EXTRAIT DU TEXTE:
········

En préalable, notez le mot qui revient le plus souvent, « manipulation ». C’est l’idée de l’inauthentique, de l’artificiel, idée assez voisine de la magouille, ou du thème des apprentis sorciers (« manipulation génétique », « manipulation mentale », etc.). Nous serions des victimes, des marionnettes : sous-entendu, les taux d’intérêt seraient fixés par les vilains banquiers centraux, et pas du tout par l’offre et la demande de titres. Une fois le taux directeur posé, le marché ne pourrait que s’incliner. Qu’est ce qui empêcherait les taux longs de ne pas suivre les taux courts (a fortiori si on nous dit que les banquiers centraux « ne sont plus crédibles » ou « nous forcent trop à prendre du risque ») ? C’est une vision soviétique des réalités du monde de l’obligataire, digne du culte du cargo, et qui n’a pas plus d’assise théorique ou empirique que la théorie opposée qui parle de « tyrannie des marchés financiers » en faisant bien peu de cas de la FED ou de la BCE. Ce qui est excessif est dérisoire. 

En fait, la politique monétaire est toujours attaquée parce qu’elle va modifier, judicieusement ou non, des données macroéconomiques et financières. Certains haïssent le mouvement qui déplace les lignes, ils préfèrent des politiques sans aucun lien avec les réalités. Les critiques des taux négatifs ou des QE sont soit des partisans des initiatives budgétaires interminables, coûteuses et inefficaces (keynésiens), soit des gens qui refusent toutes les actions contra-cycliques par principe (hayekiens). Le débat semble structuré pour encalminer les gens raisonnables qui ne veulent ni des soviets et de Piketty, ni des agences de communication, ni des spirales déflationnistes qui sont toujours payées par les plus bas revenus.

········

Éléments d'identification de lieux:
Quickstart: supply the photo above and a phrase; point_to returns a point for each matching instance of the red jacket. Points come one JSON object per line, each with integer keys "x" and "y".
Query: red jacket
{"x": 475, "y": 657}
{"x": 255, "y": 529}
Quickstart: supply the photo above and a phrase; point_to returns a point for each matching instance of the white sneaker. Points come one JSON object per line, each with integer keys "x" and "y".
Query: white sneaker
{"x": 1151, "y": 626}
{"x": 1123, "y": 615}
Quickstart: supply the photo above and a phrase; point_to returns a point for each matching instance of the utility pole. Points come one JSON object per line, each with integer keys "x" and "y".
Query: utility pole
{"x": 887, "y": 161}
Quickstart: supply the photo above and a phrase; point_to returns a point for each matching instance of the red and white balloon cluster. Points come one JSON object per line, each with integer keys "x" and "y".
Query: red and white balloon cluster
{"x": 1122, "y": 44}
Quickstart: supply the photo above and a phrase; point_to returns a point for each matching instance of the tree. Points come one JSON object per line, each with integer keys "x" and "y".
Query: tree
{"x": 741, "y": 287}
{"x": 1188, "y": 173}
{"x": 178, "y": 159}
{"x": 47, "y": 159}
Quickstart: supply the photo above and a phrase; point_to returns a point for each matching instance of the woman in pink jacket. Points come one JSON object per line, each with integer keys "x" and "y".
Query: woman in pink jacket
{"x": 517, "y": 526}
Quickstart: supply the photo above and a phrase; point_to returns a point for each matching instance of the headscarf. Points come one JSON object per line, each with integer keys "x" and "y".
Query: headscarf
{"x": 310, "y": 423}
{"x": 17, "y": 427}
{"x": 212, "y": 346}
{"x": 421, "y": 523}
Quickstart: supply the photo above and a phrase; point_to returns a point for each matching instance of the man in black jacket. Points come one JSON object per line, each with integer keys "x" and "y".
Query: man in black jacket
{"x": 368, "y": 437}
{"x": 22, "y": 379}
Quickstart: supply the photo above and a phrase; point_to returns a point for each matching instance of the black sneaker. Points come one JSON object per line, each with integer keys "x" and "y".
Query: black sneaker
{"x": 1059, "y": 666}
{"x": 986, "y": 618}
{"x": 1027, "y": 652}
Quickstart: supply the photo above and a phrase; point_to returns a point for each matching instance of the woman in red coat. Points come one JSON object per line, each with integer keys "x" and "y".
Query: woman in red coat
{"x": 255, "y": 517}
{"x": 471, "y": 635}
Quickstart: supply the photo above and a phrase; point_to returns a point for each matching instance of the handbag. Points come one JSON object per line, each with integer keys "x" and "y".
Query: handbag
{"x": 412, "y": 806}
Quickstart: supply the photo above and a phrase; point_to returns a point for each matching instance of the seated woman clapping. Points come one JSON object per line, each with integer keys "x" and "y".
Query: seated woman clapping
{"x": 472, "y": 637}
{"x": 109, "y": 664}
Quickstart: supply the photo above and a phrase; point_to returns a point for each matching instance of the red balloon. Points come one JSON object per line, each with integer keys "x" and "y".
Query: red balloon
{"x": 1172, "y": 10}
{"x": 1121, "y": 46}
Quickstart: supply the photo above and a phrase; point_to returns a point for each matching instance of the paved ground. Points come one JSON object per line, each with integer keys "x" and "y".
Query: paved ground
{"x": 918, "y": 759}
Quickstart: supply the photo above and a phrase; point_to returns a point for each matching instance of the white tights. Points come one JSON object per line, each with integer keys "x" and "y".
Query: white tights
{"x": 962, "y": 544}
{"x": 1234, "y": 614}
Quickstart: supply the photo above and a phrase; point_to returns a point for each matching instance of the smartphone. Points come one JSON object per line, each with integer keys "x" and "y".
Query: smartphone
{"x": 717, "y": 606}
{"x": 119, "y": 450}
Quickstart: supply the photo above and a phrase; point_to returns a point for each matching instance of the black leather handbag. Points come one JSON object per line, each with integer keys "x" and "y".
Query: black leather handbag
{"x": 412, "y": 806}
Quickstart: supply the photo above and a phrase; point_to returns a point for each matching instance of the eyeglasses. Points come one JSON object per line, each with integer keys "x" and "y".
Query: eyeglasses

········

VOTRE TRAVAIL:
1 > D'après le texte sur la politique monétaire, pourquoi celle-ci est-elle toujours attaquée ? Répondez en une à trois phrases.
2 > Renvoyez chaque ligne de la liste qui contient la chaîne "headscarf", en tenant compte de la casse.
Le texte et la liste n'ont aucun rapport entre eux.

RÉSULTATS PAR TÂCHE:
1 > La politique monétaire est toujours attaquée parce qu'elle modifie, judicieusement ou non, des données macroéconomiques et financières. Certains haïssent le mouvement qui déplace les lignes et préfèrent des politiques sans aucun lien avec les réalités.

2 >
Quickstart: supply the photo above and a phrase; point_to returns a point for each matching instance of the headscarf. Points come one JSON object per line, each with integer keys "x" and "y".
Query: headscarf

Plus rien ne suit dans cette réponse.